Extrayez de l'entretien tout ce qui va de "L’essentiel, c’était la" jusqu'à "portes le costume.", sans rien modifier.
::: Extrait source
D'Un Prophète à Hippocrate : L'ascension discrète de Reda KatebReda, tout le monde s’accorde à dire que c’est TON Cannes.
Ouais, on me l’a déjà dit. Mais je ne sais pas trop ce que ça veut dire et surtout ce que je peux dire.
Ce que ça veut dire ? Tu as trois films ici, dont un avec le Goz, des premiers rôles… Il se passe quelque chose, non ?
Oui… Mais tu sais, moi il se passe des trucs tous les jours dans ma vie. J’ai pas d’ambition carriériste. Je me dis pas que je dois absolument exploser et que la médiatisation est une bonne chose. Là, c’est juste trois films à Cannes, le reste… Ma nourriture c’est pas ma carrière, c’est des beaux scénarios, des beaux films et je suis vraiment ravi de partager ces histoires qu’on a imaginées avec toutes les équipes…
Pardon, mais, c’est la fatigue qui te fais dire des trucs pareils ?
Ah ah… Tu sais ça sonne peut-être naïf, mais c’est comme ça que je vois ce métier. Ce matin, quand je me suis habillé je me suis dit : je vais à Cannes, présenter Qui Vive, je vais passer la journée à faire des interviews et je rencontrerai le public. Ce sera cool. Après, tous les journalistes me posent la question de l’explosion, de la notoriété soudaine. Ouais, il se passe un truc. Quoi ? C’est à vous de le dire. Moi je joue dans des films.
Parlons-en alors. Qui Vive ?
C’est pour ça qu’on est là.
Comment abordes-tu ce rôle ?
L’essentiel, c’était la notion de réalité. La volonté d’être juste par rapport à l’histoire, à l’environnement, à la réalisatrice et aux partenaires. Et puis moi, je raisonne souvent en termes de rythme. Trouver le bon tempo de jeu et de dialogue. Et ce qui m’intéressait aussi c’était de raconter la vie de gens qu’on ne voit pas tellement dans le cinéma d’aujourd’hui. Ne pas parler que de moi…
Une manière de se mettre à l’écart ? En retrait ?
Pas à l’écart, parce que je serais bien con de ne pas voir que je suis au centre du dispositif. Mais pas au centre de mes préoccupations.
Je voulais revenir à la notion de justesse. Un truc me frappe dans Qui Vive, c’est la manière dont tu portes le costume.
::::::
::: Contenu des données
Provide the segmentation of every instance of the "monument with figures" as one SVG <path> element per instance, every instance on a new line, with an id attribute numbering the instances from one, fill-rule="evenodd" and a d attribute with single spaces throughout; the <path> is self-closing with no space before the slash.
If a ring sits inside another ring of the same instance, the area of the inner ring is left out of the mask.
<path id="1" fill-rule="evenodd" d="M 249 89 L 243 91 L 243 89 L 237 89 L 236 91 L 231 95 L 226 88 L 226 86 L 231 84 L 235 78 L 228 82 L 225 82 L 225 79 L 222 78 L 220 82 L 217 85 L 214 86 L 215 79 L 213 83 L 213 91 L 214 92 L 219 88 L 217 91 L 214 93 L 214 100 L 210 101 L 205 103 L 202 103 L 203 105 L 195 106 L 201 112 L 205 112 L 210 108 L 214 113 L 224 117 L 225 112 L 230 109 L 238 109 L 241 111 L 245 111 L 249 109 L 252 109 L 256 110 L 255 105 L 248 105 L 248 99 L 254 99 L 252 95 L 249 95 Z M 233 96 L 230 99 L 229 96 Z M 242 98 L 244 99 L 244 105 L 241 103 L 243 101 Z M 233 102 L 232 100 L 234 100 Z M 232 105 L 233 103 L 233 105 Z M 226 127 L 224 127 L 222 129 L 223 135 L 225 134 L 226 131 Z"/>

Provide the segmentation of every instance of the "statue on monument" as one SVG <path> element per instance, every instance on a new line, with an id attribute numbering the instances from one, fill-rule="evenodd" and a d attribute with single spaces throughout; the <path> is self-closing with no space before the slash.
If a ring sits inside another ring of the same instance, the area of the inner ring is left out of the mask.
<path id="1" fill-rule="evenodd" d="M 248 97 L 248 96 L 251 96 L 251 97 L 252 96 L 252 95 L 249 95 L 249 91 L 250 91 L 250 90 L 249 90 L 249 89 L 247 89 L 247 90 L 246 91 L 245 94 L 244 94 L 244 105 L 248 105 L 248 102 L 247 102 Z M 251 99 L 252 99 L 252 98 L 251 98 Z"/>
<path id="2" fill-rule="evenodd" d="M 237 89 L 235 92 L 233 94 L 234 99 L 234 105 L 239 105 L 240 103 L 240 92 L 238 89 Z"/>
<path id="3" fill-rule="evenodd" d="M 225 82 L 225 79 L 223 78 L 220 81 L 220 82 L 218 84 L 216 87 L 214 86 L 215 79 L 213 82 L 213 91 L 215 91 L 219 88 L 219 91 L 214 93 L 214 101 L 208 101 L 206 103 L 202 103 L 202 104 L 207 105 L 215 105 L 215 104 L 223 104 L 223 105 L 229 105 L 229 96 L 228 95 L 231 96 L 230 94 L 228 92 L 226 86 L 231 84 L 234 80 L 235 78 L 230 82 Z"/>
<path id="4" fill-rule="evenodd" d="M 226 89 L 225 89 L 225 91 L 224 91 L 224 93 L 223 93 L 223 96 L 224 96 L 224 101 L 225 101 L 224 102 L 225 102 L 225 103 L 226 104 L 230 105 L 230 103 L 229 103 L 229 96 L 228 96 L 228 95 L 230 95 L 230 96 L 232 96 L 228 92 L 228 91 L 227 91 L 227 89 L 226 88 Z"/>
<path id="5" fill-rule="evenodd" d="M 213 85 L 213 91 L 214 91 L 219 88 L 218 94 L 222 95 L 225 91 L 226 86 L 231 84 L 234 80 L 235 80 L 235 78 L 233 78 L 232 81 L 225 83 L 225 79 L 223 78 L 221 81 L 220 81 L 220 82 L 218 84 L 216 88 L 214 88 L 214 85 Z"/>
::::::
■ Réponse attendue ■
L’essentiel, c’était la notion de réalité. La volonté d’être juste par rapport à l’histoire, à l’environnement, à la réalisatrice et aux partenaires. Et puis moi, je raisonne souvent en termes de rythme. Trouver le bon tempo de jeu et de dialogue. Et ce qui m’intéressait aussi c’était de raconter la vie de gens qu’on ne voit pas tellement dans le cinéma d’aujourd’hui. Ne pas parler que de moi…
Une manière de se mettre à l’écart ? En retrait ?
Pas à l’écart, parce que je serais bien con de ne pas voir que je suis au centre du dispositif. Mais pas au centre de mes préoccupations.
Je voulais revenir à la notion de justesse. Un truc me frappe dans Qui Vive, c’est la manière dont tu portes le costume.